(Work to complete)
- 1) According to the COSMOS consortium text, which code was used to generate the high resolution simulations of radiation from cosmic strings?
- 2) For each statement, say whether it agrees with the COSMOS consortium text, and quote the words that decide it: (a) GRChombo was developed outside the COSMOS consortium. (b) The first uses of the cosmic string work concern the origin of dark matter axions. (c) Consortium members used DiRAC HPC Facilities over the past year.
- 3) Resume the COSMOS consortium text after its last sentence.

-- Supplied text follows --

COSMOS consortium members (dp002) have made good progress over the past year using DiRAC HPC Facilities, particularly implementing adaptive mesh refinement (AMR) techniques for the study of extreme gravity in a cosmological context. This year we highlight high resolution simulations of radiation from cosmic strings which were generated using GRChombo, that is, the pioneering numerical relativity code developed within the COSMOS consortium and now attracting a growing research community (see the public repository github.com/GRChombo). The improving sensitivity of the LIGO/Virgo gravitational wave detectors ultimately motivated this work because of the discovery potential of these experiments for cosmic strings, but the initial applications are actually on the origin of dark matter axions.

-- Supplied text concluded --
-- Exercise data follows --

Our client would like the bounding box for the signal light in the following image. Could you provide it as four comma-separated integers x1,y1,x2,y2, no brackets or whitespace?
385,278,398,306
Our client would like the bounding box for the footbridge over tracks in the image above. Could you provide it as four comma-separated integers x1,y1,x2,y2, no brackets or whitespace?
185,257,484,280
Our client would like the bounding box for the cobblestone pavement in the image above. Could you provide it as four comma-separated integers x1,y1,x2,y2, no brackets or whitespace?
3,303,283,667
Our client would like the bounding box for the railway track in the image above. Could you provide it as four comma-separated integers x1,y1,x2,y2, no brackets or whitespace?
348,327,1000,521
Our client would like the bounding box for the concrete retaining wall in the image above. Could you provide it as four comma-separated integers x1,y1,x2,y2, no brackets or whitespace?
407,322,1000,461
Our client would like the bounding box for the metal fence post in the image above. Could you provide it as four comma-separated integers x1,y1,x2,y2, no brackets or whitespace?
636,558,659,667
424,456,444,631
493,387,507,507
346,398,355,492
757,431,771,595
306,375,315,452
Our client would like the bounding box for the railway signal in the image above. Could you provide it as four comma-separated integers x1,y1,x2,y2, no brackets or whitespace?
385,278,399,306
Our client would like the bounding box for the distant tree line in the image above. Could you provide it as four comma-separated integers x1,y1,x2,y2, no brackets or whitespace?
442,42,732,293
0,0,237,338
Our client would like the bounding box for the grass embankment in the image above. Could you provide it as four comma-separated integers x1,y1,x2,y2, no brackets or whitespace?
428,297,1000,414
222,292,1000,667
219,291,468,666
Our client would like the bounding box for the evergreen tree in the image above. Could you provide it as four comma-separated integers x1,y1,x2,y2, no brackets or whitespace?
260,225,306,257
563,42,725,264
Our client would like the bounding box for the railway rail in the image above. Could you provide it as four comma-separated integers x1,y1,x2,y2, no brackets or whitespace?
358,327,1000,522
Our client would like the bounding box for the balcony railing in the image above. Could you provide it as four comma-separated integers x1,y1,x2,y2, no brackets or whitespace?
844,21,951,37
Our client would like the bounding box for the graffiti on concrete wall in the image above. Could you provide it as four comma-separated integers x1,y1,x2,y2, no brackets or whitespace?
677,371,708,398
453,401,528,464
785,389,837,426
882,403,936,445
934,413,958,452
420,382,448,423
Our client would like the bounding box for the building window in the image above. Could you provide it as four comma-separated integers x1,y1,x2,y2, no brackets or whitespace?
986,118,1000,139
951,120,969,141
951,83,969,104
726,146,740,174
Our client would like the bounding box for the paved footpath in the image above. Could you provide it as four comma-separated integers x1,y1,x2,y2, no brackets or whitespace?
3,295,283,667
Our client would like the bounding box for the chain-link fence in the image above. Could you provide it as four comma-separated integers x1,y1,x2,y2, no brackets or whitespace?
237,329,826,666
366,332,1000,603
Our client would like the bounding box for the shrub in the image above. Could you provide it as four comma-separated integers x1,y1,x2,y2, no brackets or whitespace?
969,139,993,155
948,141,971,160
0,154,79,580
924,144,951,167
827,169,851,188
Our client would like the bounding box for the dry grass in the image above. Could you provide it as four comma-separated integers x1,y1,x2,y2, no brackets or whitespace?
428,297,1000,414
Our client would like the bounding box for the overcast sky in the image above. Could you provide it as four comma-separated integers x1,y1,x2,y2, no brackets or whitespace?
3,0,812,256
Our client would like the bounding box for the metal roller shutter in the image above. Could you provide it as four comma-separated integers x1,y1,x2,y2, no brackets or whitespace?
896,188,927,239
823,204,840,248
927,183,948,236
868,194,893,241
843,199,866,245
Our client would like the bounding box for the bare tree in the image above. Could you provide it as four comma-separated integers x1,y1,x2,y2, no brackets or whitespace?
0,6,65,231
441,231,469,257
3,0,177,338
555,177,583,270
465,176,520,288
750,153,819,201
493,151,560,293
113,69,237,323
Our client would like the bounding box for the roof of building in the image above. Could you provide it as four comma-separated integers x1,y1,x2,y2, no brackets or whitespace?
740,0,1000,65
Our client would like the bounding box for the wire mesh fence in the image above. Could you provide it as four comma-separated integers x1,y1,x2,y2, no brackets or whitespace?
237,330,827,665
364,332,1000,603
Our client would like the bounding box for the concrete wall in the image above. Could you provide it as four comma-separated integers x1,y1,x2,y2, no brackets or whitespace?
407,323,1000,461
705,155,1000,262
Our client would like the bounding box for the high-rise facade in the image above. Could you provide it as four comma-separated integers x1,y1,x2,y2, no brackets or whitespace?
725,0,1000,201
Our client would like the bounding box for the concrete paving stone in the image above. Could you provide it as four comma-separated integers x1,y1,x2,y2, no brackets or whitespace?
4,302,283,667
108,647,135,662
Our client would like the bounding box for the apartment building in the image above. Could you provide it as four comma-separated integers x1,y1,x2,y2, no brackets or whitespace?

-- Exercise data concluded --

(Task responses)
- 1) GRChombo, the numerical relativity code developed within the COSMOS consortium.

- 2)
(a) No: "the pioneering numerical relativity code developed within the COSMOS consortium"
(b) Yes: "the initial applications are actually on the origin of dark matter axions"
(c) Yes: "COSMOS consortium members (dp002) have made good progress over the past year using DiRAC HPC Facilities"

- 3)
Cosmic strings – heavy line-like defects traversing through space – can arise when the rapid cooling of the hot early Universe triggers a phase transition. For this reason, cosmic strings are strongly tied to fundamental physics and so their detection could offer deep insights into the underlying structure of particle physics and spacetime itself. Accurate signal templates are essential for observational searches, but numerical simulations of cosmic strings are computationally challenging because of the wide range of physical scales involved; the ratio between the string width and the scale of the Universe across which the strings stretch is approximately 1030! This is far beyond the capability of current simulations to resolve, so different approximations are made for simulations to be computationally viable, usually either taking a zero thickness limit or a fixed comoving width; the outcome has been quite different predictions in the literature for both gravitational wave signatures and string axion (dark matter) radiation. A recent consortium paper (arxiv.org/1910.01718.pdf) addresses this controversy by using AMR to simulate global (or axion) string configurations and networks, allowing the numerical grid resolution to adapt to the scale of the problem. Figure 1 shows a simulation of an oscillating sinusoidal string, with massless radiation emanating out in a quadrupole pattern. Performing a careful quantitative analysis of this axion radiation led to the conclusion that the evolution of global strings tends towards that predicted in the thin-string limit, with additional radiation damping or backreaction. This provides a significant step towards resolving this issue and making precise predictions (in this case) of the small axion mass, which is a key parameter defining current dark matter axion searches.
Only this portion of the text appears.